--- Start Material provided ---

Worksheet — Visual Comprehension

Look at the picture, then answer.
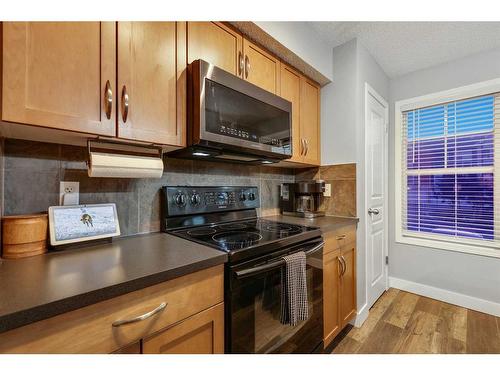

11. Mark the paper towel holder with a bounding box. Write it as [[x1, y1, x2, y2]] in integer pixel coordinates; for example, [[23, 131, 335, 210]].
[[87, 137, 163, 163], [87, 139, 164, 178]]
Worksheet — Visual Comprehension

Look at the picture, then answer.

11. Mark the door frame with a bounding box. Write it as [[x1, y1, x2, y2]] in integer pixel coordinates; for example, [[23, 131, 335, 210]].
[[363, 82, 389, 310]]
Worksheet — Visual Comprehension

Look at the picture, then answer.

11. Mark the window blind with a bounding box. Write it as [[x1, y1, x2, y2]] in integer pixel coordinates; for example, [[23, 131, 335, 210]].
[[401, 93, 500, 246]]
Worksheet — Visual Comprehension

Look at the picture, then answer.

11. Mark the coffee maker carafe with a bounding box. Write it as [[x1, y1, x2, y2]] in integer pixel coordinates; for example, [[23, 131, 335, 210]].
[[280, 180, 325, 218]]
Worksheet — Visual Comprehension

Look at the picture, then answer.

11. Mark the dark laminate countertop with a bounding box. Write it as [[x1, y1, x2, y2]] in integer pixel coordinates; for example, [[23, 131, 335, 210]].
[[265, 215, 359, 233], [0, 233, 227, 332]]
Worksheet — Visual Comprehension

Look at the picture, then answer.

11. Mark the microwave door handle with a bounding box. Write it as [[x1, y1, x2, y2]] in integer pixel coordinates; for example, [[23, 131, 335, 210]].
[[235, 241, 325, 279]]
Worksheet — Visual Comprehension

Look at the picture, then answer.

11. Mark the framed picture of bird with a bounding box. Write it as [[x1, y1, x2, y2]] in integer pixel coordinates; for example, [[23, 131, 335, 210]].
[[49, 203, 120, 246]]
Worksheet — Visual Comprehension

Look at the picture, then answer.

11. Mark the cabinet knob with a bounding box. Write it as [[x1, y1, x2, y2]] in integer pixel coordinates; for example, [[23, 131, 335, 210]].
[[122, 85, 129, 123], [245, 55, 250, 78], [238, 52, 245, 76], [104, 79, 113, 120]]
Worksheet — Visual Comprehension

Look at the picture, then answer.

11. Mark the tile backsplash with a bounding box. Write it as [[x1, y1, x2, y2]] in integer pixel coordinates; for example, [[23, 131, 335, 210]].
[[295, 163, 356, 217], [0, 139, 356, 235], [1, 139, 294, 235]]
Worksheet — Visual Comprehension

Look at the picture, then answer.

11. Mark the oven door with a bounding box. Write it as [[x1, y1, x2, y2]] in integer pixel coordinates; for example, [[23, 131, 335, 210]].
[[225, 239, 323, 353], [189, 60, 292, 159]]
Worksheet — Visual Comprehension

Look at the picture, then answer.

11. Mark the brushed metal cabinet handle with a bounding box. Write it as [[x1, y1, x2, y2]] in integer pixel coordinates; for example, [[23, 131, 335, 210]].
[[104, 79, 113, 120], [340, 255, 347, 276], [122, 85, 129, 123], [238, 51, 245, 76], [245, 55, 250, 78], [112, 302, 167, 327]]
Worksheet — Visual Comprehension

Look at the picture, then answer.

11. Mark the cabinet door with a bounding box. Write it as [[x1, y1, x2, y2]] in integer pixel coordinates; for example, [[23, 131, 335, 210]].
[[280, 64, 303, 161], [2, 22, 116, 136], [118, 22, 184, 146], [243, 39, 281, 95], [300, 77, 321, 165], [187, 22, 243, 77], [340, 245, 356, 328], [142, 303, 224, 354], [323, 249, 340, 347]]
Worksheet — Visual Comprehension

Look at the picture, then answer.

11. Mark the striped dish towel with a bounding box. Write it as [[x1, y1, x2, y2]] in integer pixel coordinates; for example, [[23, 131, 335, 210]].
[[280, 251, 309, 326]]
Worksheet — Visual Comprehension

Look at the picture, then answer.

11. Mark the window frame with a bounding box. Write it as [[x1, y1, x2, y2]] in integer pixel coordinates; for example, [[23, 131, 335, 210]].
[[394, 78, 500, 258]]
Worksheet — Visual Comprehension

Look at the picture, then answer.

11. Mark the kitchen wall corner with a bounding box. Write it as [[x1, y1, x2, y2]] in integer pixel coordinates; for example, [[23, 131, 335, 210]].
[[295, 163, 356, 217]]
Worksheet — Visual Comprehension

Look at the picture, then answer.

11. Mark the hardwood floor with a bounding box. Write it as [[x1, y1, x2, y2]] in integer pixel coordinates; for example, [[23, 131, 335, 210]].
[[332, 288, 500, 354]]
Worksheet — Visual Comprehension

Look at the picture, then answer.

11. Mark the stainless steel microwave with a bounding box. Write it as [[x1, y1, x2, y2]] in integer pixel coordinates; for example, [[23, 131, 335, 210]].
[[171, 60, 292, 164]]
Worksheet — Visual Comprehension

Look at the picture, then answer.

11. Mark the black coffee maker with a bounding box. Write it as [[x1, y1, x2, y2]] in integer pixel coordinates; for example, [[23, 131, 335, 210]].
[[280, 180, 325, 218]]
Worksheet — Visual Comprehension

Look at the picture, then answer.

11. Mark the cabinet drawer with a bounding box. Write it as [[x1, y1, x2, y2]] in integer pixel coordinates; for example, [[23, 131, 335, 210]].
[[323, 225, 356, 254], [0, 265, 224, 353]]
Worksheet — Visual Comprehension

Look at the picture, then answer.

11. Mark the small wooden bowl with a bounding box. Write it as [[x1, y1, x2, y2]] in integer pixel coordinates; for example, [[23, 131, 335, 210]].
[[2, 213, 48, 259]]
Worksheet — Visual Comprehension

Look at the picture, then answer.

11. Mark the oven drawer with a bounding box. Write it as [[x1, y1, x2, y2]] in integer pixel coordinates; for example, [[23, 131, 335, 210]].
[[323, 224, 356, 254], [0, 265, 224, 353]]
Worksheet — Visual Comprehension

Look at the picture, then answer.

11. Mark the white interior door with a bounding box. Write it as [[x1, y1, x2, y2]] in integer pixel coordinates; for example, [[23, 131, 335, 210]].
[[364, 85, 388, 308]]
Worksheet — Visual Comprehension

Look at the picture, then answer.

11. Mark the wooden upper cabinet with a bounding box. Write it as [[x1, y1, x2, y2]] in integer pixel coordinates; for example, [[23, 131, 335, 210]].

--- End Material provided ---

Given task: Output the rows from their first line through the line containing "[[87, 137, 163, 163], [87, 139, 164, 178]]" as a JSON list of strings, one string per line with blank lines skipped. Leave the picture out of the answer.

Task solution:
[
  "Worksheet — Visual Comprehension",
  "Look at the picture, then answer.",
  "11. Mark the paper towel holder with a bounding box. Write it as [[x1, y1, x2, y2]] in integer pixel coordinates; for example, [[23, 131, 335, 210]].",
  "[[87, 137, 163, 163], [87, 139, 164, 178]]"
]